EXERCISE TASK
Repeat the records below exactly, leaving out every picture.

INFORMATION SHOWN
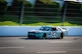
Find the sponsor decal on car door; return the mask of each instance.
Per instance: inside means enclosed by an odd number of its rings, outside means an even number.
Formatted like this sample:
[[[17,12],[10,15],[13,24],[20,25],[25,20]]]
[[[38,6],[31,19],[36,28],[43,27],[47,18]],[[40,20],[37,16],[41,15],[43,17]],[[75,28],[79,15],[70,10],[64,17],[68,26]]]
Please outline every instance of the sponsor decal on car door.
[[[52,32],[51,32],[51,36],[52,36],[52,37],[55,37],[55,36],[56,36],[56,31],[52,31]]]

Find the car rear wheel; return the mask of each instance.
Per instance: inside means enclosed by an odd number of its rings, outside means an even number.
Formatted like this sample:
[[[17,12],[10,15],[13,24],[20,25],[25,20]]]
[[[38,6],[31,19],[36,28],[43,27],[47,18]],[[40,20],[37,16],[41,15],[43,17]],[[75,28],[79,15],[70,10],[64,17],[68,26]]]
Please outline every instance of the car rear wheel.
[[[63,39],[63,37],[64,37],[64,34],[61,33],[61,34],[60,34],[60,39]]]
[[[46,34],[43,34],[43,39],[46,39]]]

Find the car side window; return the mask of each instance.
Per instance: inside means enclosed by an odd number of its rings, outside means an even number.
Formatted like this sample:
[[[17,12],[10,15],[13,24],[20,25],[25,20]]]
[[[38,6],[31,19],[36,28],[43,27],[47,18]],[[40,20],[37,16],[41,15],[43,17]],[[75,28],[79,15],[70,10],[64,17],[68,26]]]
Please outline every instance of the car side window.
[[[52,28],[51,31],[56,31],[57,29],[56,28]]]

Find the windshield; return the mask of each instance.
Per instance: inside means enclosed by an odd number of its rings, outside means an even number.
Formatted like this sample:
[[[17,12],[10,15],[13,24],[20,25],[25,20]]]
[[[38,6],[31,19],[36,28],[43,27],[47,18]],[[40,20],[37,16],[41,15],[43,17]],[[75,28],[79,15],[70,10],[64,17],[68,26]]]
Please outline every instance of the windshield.
[[[42,31],[49,31],[49,30],[50,30],[50,27],[41,27],[39,30],[42,30]]]

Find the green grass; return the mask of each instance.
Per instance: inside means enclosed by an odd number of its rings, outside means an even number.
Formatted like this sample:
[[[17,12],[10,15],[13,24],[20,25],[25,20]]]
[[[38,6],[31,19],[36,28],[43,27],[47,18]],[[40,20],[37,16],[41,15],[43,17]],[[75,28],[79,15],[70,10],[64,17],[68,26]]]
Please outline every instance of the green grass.
[[[3,22],[0,22],[0,26],[20,26],[20,25],[12,21],[3,21]],[[62,26],[62,23],[37,22],[37,23],[31,23],[31,24],[22,24],[22,26]],[[82,25],[64,22],[64,26],[82,26]]]
[[[23,21],[22,26],[62,26],[61,17],[39,18],[37,16],[24,16],[23,20],[25,21]],[[82,26],[81,18],[71,18],[67,20],[64,22],[64,26]],[[2,18],[0,18],[0,26],[20,26],[19,17],[16,15],[4,15]]]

EXERCISE SOLUTION
Find the sponsor decal on car door; return the mask of each instance.
Per instance: inside means enclosed by an odd number of its rings, outside means an even number.
Formatted like this sample:
[[[17,12],[10,15],[13,24],[20,25],[25,20]]]
[[[38,6],[31,19],[36,28],[43,27],[47,18]],[[40,20],[37,16],[41,15],[43,17]],[[75,28],[79,15],[70,10],[64,17],[68,26]]]
Please outline every instance of the sponsor decal on car door.
[[[52,32],[51,32],[51,36],[52,36],[52,37],[55,37],[55,36],[56,36],[56,31],[52,31]]]

Find the car rear wheel; return the mask of each instance.
Per instance: inside means enclosed by an odd number of its rings, outside means an even number.
Formatted like this sample:
[[[17,12],[10,15],[13,24],[20,25],[25,20]]]
[[[38,6],[31,19],[36,28],[43,27],[47,18]],[[40,20],[37,16],[41,15],[43,17]],[[75,28],[79,15],[70,10],[64,17],[68,26]]]
Please outline every instance of the car rear wheel.
[[[63,39],[63,37],[64,37],[64,34],[61,33],[61,34],[60,34],[60,39]]]
[[[46,34],[43,34],[43,39],[46,39]]]

Find the car side window; return the mask of each instance.
Per instance: inside means enclosed by an odd number of its rings, outside means an even number.
Formatted like this sample:
[[[17,12],[10,15],[13,24],[20,25],[25,20]]]
[[[38,6],[31,19],[36,28],[43,27],[47,18]],[[40,20],[37,16],[41,15],[43,17]],[[75,28],[79,15],[70,10],[64,17],[68,26]]]
Please outline every instance of the car side window.
[[[52,28],[51,31],[56,31],[57,29],[56,28]]]

Find the windshield; return the mask of each instance.
Per instance: inside means enclosed by an odd number of its rings, outside means an even number.
Formatted like this sample:
[[[17,12],[10,15],[13,24],[20,25],[25,20]]]
[[[38,6],[31,19],[36,28],[43,27],[47,18]],[[40,20],[37,16],[41,15],[43,17]],[[75,28],[79,15],[70,10],[64,17],[68,26]]]
Please outline every instance of the windshield.
[[[42,31],[49,31],[49,30],[50,30],[50,27],[41,27],[39,30],[42,30]]]

Find the green grass; return the mask of each instance.
Per instance: inside means enclosed by an odd number of its rings, outside means an even number.
Formatted like this sample:
[[[17,12],[10,15],[13,24],[20,25],[25,20]]]
[[[38,6],[31,19],[36,28],[43,27],[47,18]],[[40,20],[37,16],[41,15],[43,17]],[[75,28],[79,15],[70,10],[64,17],[68,26]]]
Please outline every instance of the green grass.
[[[3,22],[0,22],[0,26],[20,26],[20,25],[12,21],[3,21]],[[62,26],[62,23],[37,22],[37,23],[31,23],[31,24],[22,24],[22,26]],[[82,25],[64,22],[64,26],[82,26]]]
[[[23,21],[22,26],[62,26],[61,17],[39,18],[37,16],[24,16],[23,20],[25,21]],[[82,26],[81,18],[71,18],[67,20],[64,22],[64,26]],[[2,18],[0,18],[0,26],[20,26],[19,17],[16,15],[4,15]]]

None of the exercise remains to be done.